- _Your task_:
Answer these questions about the getting started tutorial:
1. Which dataset was used to fine-tune the ResNet model?
2. Which file performs the Post-Training Quantization step?
3. In what format is the pretrained ResNet model provided?

- _Extract_:

Getting Started Tutorial#

This tutorial uses a fine-tuned version of the ResNet model (using the CIFAR-10 dataset) to demonstrate the process of preparing, quantizing, and deploying a model using Ryzen AI Software. The tutorial features deployment using both Python and C++ ONNX runtime code.

Note

In this documentation, “NPU” is used in descriptions, while “IPU” is retained in the tool’s language, code, screenshots, and commands. This intentional distinction aligns with existing tool references and does not affect functionality. Avoid making replacements in the code.

  • The source code files can be downloaded from this link. Alternatively, you can clone the RyzenAI-SW repo and change the directory into the tutorial code directory.

git clone https://github.com/amd/RyzenAI-SW.git
cd tutorial/getting_started_resnet

The following are the steps and the required files to run the example:

Steps

Files Used

Description

Installation

requirements.txt

Install the necessary package for this example.

Preparation

prepare_model_data.py, resnet_utils.py

The script prepare_model_data.py prepares the model and the data for the rest of the tutorial.

  1. To prepare the model the script converts pre-trained PyTorch model to ONNX format.

  2. To prepare the necessary data the script downloads and extract CIFAR-10 dataset.

Pretrained model

models/resnet_trained_for_cifar10.pt

The ResNet model trained using CIFAR-10 is provided in .pt format.

Quantization

resnet_quantize.py

Convert the model to the NPU-deployable model by performing Post-Training Quantization flow using VitisAI ONNX Quantization.

Deployment - Python

predict.py

Run the Quantized model using the ONNX Runtime code. We demonstrate running the model on both CPU and NPU.

Deployment - C++

cpp/resnet_cifar/.

- _Data entries_:
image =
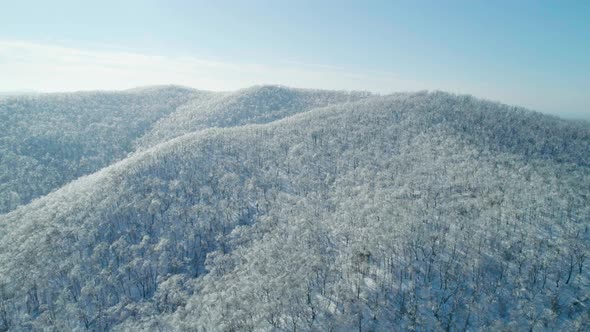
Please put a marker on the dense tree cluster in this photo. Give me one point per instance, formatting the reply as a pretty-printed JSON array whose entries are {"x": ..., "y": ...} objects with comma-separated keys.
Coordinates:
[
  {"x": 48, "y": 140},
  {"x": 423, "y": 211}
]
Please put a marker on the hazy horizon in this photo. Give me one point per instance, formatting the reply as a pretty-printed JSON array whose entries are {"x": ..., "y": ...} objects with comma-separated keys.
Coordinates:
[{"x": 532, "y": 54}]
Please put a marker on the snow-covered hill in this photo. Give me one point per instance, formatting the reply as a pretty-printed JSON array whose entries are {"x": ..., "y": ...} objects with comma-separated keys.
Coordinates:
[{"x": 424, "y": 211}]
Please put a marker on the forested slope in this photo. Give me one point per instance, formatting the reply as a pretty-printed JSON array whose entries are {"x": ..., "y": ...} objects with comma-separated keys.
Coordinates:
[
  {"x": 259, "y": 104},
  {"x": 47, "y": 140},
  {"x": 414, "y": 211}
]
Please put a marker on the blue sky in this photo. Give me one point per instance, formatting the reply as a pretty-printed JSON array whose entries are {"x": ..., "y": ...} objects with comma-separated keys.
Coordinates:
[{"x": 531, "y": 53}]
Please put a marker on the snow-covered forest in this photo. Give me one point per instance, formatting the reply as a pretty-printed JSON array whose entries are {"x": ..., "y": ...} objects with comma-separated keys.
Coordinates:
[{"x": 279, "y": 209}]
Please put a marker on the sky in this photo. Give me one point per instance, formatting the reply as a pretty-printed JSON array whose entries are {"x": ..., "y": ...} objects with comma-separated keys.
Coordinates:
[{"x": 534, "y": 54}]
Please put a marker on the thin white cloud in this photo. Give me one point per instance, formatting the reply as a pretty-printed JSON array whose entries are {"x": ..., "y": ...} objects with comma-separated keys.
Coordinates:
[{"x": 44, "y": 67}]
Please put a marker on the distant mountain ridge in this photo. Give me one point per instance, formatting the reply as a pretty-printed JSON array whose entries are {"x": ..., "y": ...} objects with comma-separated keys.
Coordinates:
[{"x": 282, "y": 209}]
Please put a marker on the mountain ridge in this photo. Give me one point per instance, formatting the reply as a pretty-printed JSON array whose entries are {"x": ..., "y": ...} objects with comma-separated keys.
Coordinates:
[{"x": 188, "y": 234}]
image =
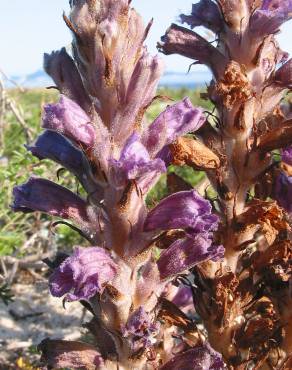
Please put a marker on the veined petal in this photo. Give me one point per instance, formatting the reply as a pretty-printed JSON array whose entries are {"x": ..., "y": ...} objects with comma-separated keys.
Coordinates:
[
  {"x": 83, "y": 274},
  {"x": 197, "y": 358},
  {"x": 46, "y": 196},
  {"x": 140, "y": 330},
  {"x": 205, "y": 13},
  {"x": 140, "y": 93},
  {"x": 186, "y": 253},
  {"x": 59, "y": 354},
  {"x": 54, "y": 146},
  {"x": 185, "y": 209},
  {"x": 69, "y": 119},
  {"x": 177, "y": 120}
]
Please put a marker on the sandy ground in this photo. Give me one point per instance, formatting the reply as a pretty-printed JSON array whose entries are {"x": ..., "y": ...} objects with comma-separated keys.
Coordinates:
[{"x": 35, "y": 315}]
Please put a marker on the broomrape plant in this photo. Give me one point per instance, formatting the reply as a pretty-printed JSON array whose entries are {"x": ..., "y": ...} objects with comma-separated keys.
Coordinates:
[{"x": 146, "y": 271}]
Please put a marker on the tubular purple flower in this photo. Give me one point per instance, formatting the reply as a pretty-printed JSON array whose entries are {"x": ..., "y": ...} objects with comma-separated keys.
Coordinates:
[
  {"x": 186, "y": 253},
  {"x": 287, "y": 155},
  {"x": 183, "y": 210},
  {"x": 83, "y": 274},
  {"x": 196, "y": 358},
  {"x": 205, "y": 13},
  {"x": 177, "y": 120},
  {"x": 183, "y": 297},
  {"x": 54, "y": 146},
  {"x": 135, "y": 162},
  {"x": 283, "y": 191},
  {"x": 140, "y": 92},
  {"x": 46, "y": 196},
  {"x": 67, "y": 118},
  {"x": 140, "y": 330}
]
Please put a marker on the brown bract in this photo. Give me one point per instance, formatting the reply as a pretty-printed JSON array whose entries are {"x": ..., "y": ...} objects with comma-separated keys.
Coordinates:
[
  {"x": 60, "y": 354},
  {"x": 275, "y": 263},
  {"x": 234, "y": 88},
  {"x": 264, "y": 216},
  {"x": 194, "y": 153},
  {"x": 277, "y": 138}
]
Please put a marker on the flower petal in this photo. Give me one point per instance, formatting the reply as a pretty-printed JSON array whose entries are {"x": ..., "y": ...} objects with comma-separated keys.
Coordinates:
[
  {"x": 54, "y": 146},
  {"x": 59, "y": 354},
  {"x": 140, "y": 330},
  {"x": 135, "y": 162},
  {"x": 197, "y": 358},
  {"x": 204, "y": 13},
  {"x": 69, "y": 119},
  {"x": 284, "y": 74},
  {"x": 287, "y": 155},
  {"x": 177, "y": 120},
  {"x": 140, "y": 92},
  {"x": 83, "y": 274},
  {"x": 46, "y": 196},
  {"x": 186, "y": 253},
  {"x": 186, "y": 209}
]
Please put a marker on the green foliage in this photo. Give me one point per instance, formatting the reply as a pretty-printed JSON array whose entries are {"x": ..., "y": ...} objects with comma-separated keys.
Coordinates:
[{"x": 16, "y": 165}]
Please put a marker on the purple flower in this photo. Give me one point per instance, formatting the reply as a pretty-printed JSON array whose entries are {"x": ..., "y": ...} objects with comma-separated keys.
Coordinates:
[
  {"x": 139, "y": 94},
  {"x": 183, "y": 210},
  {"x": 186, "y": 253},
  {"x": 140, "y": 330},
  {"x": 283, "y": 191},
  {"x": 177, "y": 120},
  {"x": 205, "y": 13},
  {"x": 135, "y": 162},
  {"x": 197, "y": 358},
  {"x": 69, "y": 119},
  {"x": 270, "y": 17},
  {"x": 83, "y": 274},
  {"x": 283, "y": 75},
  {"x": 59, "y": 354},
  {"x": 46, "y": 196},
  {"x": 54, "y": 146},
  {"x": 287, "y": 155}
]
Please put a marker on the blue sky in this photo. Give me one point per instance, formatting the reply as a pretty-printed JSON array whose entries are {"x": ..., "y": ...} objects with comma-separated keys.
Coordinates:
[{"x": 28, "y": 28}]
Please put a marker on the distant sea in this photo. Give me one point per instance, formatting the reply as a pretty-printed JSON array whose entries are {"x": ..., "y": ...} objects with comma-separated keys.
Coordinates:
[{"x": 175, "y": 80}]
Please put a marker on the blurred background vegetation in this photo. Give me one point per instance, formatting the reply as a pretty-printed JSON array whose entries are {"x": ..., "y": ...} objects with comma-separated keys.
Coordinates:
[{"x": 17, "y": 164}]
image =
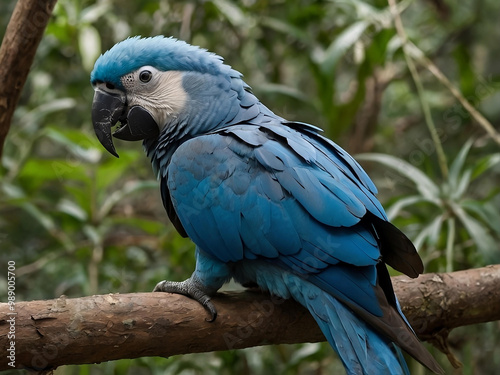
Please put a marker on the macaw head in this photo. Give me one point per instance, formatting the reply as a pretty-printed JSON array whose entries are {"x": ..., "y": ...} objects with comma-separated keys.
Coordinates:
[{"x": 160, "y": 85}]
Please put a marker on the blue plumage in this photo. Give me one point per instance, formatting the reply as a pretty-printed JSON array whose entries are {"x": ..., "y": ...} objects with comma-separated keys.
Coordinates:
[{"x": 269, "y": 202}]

* * *

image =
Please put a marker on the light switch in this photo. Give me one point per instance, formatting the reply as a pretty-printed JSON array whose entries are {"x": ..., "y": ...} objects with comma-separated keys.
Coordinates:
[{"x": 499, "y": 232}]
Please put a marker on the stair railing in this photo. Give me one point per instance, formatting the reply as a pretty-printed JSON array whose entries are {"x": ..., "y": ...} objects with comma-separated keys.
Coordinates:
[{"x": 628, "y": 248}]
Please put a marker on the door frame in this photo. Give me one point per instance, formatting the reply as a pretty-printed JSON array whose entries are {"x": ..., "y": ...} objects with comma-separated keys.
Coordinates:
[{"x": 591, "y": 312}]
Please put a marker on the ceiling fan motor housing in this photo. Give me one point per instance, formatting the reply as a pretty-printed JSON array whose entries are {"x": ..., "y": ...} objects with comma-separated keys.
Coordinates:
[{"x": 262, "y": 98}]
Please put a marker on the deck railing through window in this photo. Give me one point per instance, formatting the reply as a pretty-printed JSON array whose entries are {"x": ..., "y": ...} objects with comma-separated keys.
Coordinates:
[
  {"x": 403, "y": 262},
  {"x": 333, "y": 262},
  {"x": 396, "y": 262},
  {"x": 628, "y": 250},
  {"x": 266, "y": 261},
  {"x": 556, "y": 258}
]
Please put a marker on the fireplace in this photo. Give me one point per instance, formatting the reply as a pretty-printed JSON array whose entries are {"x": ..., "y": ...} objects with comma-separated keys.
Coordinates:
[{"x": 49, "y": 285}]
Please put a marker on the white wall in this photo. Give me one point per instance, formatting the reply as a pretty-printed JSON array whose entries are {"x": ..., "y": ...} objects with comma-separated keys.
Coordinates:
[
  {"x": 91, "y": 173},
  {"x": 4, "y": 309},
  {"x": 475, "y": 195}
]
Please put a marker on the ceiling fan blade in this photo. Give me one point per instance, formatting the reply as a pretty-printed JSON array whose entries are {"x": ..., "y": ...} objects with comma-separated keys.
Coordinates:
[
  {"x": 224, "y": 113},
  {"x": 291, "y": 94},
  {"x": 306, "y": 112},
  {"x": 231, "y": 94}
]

- _Result of the exercise_:
1. CIFAR-10
2. resnet_quantize.py
3. .pt format